> THE EXERCISE
Would you restate, exactly as they appear, the lines from the one containing "Locate each instance of the canyon floor" through the end of the data below?

%%

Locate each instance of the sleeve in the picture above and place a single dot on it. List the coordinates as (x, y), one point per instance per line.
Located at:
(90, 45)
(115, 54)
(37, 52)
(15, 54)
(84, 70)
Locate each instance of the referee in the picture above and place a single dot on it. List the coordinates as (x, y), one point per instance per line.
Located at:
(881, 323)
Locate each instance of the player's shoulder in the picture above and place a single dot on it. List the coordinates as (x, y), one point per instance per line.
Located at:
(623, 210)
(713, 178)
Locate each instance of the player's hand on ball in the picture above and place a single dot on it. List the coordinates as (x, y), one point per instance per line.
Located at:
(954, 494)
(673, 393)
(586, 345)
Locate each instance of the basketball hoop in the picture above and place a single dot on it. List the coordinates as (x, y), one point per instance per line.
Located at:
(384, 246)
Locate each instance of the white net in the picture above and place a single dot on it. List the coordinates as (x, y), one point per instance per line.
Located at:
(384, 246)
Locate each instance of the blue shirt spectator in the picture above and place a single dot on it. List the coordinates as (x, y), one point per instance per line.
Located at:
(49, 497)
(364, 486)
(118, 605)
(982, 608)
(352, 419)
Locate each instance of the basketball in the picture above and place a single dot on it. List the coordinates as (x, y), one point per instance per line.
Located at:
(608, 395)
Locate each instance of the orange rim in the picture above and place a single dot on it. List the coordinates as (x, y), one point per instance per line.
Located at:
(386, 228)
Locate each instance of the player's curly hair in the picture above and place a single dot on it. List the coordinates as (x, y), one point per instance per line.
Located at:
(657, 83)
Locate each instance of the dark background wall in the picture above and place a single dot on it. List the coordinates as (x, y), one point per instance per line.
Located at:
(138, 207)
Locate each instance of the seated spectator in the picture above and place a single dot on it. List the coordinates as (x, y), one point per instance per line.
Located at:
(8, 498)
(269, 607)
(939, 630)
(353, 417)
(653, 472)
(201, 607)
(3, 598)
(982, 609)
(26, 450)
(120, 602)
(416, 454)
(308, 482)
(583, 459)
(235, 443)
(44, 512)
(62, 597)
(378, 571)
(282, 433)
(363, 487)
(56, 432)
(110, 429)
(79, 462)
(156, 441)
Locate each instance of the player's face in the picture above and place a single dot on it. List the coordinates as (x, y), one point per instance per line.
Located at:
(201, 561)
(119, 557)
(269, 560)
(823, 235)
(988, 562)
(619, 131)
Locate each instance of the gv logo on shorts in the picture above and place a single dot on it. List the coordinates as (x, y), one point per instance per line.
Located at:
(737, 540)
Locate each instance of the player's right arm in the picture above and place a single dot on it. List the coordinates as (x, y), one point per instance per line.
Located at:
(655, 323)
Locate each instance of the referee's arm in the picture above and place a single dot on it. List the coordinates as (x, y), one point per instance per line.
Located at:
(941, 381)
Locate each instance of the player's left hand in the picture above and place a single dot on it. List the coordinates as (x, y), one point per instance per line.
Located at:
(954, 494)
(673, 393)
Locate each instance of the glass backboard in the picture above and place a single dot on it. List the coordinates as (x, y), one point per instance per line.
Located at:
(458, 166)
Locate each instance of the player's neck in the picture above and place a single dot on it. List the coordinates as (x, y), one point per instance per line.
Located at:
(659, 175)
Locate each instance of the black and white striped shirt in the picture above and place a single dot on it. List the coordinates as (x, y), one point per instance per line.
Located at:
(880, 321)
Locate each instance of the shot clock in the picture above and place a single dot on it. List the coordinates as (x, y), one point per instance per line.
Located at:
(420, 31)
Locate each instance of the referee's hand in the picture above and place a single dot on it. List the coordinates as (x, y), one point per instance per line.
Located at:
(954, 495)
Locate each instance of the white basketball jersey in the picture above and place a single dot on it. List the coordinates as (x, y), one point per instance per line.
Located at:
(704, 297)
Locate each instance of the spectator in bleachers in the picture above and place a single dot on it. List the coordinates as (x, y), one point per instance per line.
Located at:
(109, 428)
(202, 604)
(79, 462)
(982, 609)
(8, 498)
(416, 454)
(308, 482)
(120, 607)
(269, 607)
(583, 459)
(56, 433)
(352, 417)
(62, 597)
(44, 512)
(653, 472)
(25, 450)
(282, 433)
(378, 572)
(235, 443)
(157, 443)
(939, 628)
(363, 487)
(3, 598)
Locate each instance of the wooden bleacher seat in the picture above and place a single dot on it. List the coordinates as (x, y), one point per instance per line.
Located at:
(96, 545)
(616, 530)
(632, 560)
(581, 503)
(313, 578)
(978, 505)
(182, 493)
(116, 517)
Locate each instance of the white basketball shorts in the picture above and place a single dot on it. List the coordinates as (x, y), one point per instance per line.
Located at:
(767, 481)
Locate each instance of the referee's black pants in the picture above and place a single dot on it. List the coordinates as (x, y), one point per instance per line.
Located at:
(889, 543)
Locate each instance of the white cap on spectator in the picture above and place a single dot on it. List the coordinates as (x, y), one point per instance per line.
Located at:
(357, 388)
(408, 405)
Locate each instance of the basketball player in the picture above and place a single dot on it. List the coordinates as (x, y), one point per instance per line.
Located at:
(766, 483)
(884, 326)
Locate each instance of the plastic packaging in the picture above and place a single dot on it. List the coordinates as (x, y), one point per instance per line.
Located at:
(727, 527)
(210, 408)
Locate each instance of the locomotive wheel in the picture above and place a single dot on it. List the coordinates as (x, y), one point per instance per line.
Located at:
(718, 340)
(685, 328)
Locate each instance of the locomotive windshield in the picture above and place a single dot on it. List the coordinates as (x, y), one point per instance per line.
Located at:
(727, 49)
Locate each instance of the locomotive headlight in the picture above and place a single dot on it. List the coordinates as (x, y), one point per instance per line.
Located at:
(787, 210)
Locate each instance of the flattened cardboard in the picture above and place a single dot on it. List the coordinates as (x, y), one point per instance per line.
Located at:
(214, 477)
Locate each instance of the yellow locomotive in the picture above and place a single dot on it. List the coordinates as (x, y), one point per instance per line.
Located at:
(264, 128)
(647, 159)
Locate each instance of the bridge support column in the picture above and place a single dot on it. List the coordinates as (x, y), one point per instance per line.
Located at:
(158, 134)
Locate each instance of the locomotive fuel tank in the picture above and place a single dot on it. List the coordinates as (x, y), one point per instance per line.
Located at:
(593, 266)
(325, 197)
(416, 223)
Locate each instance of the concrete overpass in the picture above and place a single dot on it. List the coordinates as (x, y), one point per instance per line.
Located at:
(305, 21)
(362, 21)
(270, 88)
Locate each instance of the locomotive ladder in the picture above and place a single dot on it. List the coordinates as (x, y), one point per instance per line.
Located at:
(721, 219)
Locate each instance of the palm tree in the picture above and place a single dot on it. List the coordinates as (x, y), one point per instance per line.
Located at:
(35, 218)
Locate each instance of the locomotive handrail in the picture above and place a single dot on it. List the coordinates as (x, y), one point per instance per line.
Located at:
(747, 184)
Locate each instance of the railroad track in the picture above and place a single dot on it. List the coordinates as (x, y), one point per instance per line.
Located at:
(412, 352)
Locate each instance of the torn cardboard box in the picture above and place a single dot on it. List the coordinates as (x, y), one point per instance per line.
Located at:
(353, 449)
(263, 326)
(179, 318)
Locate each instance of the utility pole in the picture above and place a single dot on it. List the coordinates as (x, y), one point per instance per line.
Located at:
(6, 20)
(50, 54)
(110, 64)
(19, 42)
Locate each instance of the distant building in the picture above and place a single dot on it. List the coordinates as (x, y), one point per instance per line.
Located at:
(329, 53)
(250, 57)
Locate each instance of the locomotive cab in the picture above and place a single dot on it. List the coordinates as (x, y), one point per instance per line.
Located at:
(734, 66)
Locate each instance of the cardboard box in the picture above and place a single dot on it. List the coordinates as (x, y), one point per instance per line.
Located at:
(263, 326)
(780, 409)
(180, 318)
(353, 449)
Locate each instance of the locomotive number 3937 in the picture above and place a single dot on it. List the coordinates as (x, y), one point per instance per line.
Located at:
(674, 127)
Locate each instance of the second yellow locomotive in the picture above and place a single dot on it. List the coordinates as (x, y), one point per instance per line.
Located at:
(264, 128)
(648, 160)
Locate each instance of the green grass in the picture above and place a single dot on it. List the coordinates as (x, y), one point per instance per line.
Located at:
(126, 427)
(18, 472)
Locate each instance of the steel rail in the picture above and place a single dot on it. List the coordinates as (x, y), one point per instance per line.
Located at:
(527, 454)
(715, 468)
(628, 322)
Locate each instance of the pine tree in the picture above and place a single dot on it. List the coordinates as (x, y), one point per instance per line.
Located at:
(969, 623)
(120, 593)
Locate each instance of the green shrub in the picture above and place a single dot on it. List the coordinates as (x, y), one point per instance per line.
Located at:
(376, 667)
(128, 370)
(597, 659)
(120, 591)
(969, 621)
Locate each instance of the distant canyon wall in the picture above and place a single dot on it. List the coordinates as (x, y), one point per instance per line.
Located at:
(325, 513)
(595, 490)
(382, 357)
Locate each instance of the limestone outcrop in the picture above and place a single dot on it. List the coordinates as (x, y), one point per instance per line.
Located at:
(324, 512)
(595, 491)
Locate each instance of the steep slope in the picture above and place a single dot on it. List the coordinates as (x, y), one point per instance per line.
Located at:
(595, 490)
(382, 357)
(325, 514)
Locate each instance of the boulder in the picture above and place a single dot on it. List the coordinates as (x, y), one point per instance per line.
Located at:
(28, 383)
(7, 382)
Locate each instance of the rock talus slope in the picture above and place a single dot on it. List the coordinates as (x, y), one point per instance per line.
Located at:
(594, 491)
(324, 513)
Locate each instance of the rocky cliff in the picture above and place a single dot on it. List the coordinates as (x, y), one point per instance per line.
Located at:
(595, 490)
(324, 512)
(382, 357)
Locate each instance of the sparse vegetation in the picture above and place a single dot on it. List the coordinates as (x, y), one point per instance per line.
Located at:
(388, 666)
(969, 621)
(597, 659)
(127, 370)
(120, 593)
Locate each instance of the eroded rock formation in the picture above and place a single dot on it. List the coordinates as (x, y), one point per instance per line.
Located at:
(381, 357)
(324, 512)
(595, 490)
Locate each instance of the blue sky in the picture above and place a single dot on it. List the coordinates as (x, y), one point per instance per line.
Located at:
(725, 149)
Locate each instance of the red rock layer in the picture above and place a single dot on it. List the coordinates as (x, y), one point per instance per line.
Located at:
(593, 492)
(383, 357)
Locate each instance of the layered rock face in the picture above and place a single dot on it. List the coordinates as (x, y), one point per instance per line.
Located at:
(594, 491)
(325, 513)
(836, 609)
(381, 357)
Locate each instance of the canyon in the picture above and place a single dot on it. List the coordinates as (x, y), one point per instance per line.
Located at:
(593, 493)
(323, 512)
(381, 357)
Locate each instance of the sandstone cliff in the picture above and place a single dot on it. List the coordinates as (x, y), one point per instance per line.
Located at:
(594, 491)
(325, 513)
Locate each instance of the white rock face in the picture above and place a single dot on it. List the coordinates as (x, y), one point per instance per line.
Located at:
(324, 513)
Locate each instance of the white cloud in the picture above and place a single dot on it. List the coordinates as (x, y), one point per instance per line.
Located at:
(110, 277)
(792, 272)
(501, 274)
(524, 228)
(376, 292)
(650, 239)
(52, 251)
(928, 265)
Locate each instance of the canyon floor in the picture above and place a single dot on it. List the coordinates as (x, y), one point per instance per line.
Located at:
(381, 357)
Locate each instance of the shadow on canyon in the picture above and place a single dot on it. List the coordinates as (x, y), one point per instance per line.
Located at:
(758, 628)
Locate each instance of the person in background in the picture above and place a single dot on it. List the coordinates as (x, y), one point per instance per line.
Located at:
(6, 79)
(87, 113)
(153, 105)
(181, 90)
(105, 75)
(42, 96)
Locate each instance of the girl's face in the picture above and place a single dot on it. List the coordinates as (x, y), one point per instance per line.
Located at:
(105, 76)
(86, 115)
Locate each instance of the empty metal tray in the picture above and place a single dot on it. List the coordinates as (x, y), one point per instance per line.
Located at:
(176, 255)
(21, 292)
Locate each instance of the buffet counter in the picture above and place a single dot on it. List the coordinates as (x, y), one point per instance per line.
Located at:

%%

> CORRECT RESPONSE
Locate each instance of the canyon floor in the picture above and place a single dot on it. List the coordinates as (x, y), one point per instance per line.
Located at:
(381, 357)
Locate each instance of the shadow on canyon in the picture above and place a single dot on it. List the coordinates as (x, y), one point per instance per line.
Located at:
(758, 628)
Locate each instance of the person in background in the picture above and place a single dot on it. List the coordinates as (x, y), one point per instance per line.
Located at:
(6, 79)
(87, 113)
(153, 105)
(181, 90)
(105, 75)
(42, 96)
Locate each instance of the girl's face in the picture above and place a single dot on it. List the coordinates as (x, y), one point per instance per line.
Located at:
(105, 76)
(86, 115)
Locate each instance of the empty metal tray in the picture above and place a single dot on it. List the coordinates as (x, y), one point per instance per line.
Located at:
(176, 255)
(21, 292)
Locate each instance of the buffet counter in the picture above and place a single dot on it. List the coordinates as (x, y), one point per instance per line.
Located at:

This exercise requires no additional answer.